◆ **PROMPT**
Please pull out every line below that contains the word "gift". Case counts.

◆ **GIVEN DATA**
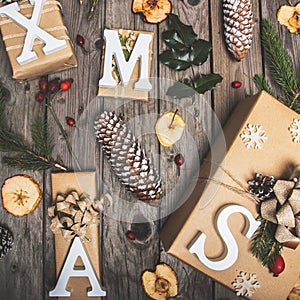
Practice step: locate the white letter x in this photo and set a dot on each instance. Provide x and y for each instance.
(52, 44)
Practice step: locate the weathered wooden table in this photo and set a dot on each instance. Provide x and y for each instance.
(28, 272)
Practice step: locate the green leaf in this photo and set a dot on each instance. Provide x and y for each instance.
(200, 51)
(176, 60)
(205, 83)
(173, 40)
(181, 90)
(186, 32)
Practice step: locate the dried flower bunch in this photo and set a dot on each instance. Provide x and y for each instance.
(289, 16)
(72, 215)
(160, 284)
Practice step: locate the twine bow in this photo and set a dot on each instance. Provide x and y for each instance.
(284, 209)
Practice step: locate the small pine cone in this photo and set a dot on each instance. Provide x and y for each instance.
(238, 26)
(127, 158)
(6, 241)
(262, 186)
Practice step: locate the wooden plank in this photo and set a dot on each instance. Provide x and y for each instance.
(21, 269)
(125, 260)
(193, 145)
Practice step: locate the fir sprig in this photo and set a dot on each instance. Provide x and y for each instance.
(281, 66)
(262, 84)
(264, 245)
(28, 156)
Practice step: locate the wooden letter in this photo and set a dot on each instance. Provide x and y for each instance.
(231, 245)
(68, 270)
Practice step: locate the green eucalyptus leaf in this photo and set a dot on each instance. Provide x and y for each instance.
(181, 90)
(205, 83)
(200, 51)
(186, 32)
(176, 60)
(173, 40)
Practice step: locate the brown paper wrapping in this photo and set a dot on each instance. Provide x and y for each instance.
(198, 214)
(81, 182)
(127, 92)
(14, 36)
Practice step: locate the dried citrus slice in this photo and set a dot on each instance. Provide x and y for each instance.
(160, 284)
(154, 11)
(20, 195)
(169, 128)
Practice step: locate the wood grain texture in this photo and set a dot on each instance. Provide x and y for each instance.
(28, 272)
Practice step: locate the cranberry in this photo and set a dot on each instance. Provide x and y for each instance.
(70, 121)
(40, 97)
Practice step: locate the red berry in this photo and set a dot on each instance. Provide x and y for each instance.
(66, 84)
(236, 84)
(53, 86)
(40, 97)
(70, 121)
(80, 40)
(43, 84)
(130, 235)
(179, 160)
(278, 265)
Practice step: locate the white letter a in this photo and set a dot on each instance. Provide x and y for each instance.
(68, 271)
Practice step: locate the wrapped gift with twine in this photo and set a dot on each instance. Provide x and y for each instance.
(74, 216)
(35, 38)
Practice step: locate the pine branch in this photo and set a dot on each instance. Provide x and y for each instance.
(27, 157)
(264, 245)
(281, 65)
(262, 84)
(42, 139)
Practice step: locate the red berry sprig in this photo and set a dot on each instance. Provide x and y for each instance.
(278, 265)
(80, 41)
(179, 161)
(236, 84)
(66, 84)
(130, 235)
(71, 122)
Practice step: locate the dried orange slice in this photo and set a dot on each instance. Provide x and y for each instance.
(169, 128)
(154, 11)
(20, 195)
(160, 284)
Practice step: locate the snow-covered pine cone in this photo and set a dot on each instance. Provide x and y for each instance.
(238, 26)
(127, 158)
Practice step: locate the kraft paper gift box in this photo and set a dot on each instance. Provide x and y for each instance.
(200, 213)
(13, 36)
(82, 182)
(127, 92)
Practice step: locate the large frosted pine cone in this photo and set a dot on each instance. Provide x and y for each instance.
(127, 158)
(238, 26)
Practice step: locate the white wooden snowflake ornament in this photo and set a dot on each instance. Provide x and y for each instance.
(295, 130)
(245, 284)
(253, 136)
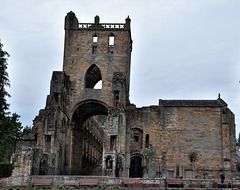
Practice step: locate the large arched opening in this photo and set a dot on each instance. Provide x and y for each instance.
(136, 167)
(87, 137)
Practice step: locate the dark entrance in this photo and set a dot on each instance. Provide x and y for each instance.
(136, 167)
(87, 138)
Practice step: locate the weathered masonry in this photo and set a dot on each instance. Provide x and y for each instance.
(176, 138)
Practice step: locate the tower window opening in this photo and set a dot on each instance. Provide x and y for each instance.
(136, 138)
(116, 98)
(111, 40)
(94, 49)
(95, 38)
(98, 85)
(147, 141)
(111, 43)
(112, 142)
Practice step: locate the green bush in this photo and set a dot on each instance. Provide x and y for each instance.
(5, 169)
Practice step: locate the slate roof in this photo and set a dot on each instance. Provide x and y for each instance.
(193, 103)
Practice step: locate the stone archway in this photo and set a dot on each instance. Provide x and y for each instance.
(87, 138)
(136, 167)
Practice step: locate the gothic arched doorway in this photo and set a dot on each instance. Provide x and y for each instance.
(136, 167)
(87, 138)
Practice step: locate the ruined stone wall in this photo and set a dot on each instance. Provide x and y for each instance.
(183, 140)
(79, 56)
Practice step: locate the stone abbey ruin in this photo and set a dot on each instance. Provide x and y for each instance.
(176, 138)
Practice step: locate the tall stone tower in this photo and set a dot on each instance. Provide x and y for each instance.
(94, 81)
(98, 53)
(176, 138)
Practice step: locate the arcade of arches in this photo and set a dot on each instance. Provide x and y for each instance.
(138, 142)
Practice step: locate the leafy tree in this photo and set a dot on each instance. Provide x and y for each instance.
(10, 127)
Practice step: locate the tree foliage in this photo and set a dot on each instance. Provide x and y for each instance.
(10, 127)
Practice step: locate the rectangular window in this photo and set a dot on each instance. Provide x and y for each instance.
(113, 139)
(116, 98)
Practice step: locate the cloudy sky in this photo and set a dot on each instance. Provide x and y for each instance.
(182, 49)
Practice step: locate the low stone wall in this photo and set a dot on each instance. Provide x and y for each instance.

--

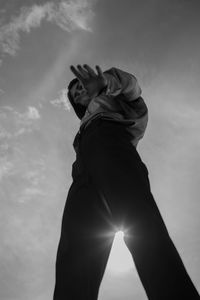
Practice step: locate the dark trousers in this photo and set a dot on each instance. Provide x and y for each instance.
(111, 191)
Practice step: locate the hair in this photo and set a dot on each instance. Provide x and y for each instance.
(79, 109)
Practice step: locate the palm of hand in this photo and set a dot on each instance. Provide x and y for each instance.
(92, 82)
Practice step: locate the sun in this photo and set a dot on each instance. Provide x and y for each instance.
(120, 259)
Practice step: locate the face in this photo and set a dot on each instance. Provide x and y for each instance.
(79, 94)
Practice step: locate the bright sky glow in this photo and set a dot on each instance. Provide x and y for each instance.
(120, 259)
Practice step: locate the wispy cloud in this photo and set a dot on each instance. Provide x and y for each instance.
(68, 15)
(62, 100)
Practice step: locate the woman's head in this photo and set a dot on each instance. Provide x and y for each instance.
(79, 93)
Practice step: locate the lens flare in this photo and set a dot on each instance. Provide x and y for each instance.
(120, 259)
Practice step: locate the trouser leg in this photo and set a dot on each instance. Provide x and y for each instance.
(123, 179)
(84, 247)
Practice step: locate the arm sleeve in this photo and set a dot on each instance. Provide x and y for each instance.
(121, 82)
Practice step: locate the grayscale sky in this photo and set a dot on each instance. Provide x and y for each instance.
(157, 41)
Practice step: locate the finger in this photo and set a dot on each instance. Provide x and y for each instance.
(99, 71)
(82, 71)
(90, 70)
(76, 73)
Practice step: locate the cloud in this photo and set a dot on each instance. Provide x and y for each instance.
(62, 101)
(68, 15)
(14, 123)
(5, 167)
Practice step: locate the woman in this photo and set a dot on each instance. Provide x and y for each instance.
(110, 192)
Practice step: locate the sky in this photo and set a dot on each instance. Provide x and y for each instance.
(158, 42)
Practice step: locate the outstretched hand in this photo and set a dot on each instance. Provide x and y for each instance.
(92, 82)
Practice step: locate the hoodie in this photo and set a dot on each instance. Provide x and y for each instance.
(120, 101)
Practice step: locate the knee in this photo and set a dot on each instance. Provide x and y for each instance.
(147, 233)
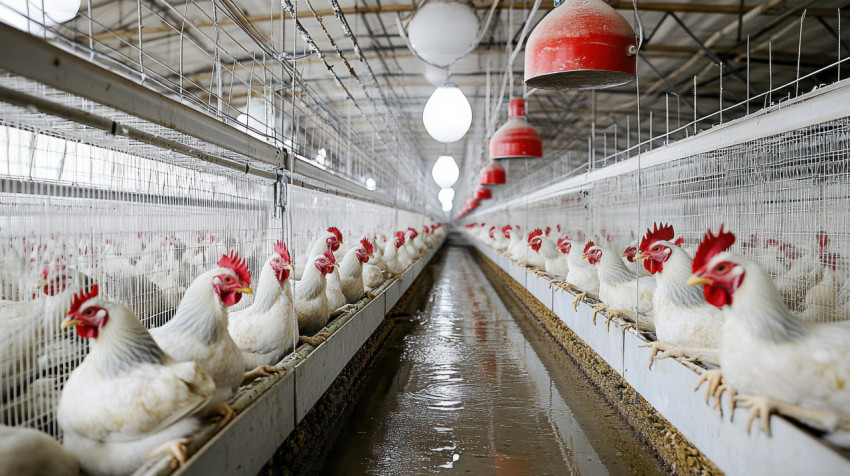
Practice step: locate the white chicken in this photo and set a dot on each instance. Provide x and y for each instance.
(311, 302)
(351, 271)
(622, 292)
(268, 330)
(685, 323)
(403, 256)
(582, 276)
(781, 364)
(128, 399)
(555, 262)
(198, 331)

◆ **REPLY**
Practice step: locate the wrapped gift with twine in this photo and set a dot on each instance. Provide x and y for each instance.
Practice step: locate the kraft paper gift box in this photo and set a dot on each instance. Provide x and y for each instance.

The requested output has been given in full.